Write out the records word for word, from the line that contains "pink feather boa?" through the end of the records, including both the starting line and the final line.
** begin **
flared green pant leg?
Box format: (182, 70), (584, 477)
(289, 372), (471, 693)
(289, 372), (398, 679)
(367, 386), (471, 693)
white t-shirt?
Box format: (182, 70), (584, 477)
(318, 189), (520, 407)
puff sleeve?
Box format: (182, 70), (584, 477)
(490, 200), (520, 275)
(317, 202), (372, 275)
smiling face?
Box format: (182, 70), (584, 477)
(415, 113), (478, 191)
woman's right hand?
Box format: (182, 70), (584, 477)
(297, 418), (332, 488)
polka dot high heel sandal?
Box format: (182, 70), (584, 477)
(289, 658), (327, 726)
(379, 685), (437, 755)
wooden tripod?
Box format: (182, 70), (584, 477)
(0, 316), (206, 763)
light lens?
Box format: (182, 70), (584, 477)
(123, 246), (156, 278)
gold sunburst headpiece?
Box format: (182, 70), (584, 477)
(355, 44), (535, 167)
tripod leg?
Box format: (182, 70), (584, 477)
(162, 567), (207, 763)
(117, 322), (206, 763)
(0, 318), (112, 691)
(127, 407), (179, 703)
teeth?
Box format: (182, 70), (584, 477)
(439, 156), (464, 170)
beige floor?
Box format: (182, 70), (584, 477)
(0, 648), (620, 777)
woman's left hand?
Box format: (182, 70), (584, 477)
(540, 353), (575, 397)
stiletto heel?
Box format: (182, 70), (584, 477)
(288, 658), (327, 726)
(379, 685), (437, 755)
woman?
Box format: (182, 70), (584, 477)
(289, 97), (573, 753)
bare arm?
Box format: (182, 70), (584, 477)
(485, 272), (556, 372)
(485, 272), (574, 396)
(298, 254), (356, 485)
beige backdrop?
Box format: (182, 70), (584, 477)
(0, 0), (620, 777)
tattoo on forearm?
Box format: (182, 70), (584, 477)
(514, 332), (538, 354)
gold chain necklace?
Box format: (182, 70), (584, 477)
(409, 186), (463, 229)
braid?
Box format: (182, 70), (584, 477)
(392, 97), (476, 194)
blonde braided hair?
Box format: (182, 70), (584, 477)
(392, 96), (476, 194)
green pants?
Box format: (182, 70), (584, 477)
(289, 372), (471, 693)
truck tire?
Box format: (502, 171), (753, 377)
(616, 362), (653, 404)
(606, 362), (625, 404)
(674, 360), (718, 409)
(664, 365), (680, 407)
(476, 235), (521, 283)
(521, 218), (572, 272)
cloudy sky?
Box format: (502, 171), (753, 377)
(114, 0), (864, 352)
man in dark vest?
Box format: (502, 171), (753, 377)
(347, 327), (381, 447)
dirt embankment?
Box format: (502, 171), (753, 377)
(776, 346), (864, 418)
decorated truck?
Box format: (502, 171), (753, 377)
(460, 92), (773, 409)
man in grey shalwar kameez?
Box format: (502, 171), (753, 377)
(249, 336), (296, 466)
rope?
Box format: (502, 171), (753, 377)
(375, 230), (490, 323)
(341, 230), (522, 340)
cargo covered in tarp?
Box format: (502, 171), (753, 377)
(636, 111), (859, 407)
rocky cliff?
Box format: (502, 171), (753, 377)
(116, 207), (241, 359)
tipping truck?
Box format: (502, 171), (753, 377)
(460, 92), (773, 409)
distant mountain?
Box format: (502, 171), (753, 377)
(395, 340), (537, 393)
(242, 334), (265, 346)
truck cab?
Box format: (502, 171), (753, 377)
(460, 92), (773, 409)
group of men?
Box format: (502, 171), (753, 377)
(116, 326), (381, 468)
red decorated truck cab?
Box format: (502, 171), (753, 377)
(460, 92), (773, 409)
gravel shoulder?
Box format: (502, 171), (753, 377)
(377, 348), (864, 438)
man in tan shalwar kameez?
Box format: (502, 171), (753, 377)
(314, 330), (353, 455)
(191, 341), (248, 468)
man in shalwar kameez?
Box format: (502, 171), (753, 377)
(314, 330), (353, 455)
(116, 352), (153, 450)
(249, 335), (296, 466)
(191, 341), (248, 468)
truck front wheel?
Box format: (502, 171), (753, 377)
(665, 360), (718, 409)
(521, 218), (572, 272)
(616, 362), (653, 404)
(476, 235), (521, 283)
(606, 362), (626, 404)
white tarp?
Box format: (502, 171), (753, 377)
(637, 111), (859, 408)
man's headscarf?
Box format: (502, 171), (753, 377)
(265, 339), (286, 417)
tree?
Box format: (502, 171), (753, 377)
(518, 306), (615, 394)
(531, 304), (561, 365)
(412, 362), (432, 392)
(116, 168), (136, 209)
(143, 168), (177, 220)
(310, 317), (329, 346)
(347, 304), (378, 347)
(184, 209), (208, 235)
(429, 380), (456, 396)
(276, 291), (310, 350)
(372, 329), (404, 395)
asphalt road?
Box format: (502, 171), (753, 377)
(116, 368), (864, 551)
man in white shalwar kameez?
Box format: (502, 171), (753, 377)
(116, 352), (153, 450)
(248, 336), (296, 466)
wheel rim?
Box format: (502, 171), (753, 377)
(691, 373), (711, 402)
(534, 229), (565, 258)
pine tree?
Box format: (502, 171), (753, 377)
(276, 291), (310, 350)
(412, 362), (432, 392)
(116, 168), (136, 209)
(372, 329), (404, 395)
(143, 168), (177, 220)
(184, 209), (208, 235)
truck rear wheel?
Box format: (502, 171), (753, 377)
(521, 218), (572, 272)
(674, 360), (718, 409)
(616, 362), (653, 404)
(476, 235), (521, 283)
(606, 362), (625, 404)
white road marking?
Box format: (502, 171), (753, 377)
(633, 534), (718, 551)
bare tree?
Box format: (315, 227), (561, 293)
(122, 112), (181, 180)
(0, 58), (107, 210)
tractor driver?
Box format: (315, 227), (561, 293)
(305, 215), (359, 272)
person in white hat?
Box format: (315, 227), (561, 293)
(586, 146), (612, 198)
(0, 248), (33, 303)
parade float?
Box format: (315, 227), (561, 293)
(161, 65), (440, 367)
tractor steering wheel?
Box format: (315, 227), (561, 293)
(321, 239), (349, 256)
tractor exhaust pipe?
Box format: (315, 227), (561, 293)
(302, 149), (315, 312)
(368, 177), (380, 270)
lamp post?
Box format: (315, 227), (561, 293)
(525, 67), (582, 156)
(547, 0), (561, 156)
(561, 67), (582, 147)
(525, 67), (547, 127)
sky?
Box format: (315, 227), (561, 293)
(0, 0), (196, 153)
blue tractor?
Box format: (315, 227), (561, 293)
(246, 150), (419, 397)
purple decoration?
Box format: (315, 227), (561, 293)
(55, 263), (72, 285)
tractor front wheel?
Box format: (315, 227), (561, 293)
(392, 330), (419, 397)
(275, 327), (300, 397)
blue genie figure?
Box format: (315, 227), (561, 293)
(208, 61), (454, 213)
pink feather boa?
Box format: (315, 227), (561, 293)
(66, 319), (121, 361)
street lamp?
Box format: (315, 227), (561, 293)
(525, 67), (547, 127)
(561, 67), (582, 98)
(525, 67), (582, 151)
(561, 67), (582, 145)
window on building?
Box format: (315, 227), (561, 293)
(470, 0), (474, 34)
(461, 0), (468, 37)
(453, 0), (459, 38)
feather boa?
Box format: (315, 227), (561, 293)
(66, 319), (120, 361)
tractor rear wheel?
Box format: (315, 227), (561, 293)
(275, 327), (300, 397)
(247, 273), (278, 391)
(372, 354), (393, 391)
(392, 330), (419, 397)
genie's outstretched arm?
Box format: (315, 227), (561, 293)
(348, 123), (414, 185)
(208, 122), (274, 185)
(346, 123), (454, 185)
** end **
• Solution:
pink feather boa?
Box format: (315, 227), (561, 293)
(66, 319), (121, 361)
street lamp?
Box format: (315, 227), (561, 293)
(525, 67), (547, 127)
(561, 67), (582, 98)
(525, 67), (582, 151)
(561, 67), (582, 145)
window on building?
Box format: (315, 227), (561, 293)
(470, 0), (474, 34)
(461, 0), (468, 37)
(453, 0), (459, 38)
feather boa?
Box format: (315, 227), (561, 293)
(66, 319), (120, 361)
tractor rear wheel?
Box format: (315, 227), (561, 293)
(275, 327), (300, 397)
(247, 273), (278, 391)
(372, 354), (393, 391)
(392, 330), (419, 397)
genie's outstretched arm?
Box format: (315, 227), (561, 293)
(348, 123), (414, 185)
(208, 122), (274, 185)
(346, 123), (454, 185)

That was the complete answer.